Records contained in a dataset:
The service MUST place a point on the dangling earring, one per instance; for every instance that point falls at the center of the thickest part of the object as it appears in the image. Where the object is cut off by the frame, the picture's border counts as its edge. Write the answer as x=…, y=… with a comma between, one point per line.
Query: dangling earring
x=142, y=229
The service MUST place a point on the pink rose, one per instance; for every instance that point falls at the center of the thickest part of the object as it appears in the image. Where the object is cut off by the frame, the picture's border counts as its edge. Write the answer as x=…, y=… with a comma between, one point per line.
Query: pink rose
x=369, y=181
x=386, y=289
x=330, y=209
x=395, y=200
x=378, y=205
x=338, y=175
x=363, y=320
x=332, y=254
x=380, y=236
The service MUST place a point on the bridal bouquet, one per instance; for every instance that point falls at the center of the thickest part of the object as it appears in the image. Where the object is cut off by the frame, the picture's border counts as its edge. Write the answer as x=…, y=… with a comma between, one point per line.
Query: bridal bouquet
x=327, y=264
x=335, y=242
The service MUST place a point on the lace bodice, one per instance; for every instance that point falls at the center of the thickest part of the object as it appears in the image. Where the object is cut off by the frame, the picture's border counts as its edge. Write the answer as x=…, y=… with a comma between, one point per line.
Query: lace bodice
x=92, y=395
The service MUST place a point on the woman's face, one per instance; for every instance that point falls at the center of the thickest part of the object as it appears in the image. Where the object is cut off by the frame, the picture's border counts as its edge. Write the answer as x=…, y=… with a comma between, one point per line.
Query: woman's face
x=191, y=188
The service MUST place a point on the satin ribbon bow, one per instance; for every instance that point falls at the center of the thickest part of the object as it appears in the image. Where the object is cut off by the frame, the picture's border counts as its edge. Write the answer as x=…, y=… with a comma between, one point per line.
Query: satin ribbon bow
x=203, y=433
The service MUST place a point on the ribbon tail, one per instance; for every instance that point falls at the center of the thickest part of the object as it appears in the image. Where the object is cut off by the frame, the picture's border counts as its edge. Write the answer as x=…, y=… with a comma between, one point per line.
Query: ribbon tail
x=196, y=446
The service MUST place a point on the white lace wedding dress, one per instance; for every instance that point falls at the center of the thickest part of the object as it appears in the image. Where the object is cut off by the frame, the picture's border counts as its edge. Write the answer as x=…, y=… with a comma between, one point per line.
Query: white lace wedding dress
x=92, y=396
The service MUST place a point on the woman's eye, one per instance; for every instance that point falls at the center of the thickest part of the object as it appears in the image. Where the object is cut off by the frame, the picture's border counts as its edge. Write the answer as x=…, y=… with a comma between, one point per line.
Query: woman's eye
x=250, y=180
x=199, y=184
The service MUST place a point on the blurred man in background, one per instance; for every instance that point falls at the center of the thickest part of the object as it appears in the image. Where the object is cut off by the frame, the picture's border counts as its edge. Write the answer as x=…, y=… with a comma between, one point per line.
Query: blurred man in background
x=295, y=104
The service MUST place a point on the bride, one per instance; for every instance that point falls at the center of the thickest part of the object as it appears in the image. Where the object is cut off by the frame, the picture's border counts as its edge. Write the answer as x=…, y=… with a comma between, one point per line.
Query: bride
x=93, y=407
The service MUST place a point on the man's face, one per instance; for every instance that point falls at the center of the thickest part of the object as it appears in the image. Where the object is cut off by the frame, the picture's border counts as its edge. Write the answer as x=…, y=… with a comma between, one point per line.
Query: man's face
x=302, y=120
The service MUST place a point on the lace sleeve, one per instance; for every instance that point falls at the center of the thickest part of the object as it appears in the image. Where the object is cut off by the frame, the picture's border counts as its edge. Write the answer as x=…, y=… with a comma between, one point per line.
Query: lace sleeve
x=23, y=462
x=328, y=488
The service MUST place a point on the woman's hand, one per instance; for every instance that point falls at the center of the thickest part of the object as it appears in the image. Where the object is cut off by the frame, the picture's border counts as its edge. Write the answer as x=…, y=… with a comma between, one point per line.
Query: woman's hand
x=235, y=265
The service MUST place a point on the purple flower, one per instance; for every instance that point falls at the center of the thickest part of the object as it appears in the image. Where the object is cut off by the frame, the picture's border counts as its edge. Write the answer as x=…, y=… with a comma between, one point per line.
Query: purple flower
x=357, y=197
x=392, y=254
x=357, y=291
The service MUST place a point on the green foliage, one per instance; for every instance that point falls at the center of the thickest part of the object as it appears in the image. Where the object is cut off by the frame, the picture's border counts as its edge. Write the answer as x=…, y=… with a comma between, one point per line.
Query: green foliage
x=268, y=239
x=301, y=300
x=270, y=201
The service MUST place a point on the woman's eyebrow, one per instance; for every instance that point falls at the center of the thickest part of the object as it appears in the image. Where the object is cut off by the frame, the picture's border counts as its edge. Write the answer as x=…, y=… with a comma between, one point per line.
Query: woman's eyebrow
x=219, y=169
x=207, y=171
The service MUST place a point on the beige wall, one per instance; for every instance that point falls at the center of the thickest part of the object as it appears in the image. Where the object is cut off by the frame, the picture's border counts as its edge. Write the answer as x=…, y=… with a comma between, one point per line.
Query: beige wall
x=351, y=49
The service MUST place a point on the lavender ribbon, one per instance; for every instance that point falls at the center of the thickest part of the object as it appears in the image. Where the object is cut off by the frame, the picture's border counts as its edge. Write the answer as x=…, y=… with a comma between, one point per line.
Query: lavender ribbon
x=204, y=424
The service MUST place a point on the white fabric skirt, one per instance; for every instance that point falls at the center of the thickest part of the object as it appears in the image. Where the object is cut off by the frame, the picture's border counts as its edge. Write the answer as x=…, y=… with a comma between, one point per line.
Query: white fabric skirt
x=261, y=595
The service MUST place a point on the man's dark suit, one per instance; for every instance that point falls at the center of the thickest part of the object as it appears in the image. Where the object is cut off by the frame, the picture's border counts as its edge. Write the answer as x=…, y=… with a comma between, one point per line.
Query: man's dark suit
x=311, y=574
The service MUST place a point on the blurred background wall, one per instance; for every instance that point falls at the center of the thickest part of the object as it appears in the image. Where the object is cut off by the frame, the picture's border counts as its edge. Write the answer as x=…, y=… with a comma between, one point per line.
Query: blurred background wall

Work required:
The answer consists only of the lines from the one containing "The service MUST place a point on the white fabric" to the end of the records, each written out exactly.

Exercise answer:
The service MUST place a point on the white fabric skirt, one per instance; for every instance that point falls at the center of the thickest part of the object as it appears in the image. Where the object is cut off by the frame, the picture's border counts as its edge. Write the answer as x=…, y=… with a comma between, one point per line.
Query: white fabric skirt
x=261, y=595
The service MUST place a point on the man's dark suit, one per instance; for every instance that point falls at the center of the thickest part of the object as it appears in the image. Where the object is cut off by the frame, the picture's border counts as its edge. Write the answer as x=…, y=… with a comma between, one point per line.
Query: man's dark suit
x=311, y=574
The service MUST place a point on the blurred background wall, one per instance; for every instance that point falls at the center of the thickest part of the object as it appears in the image. Where the object is cut off by the frame, the picture's border counts as its edge. Write the answer as x=…, y=… with a comma between, one point per line.
Query: blurred background wall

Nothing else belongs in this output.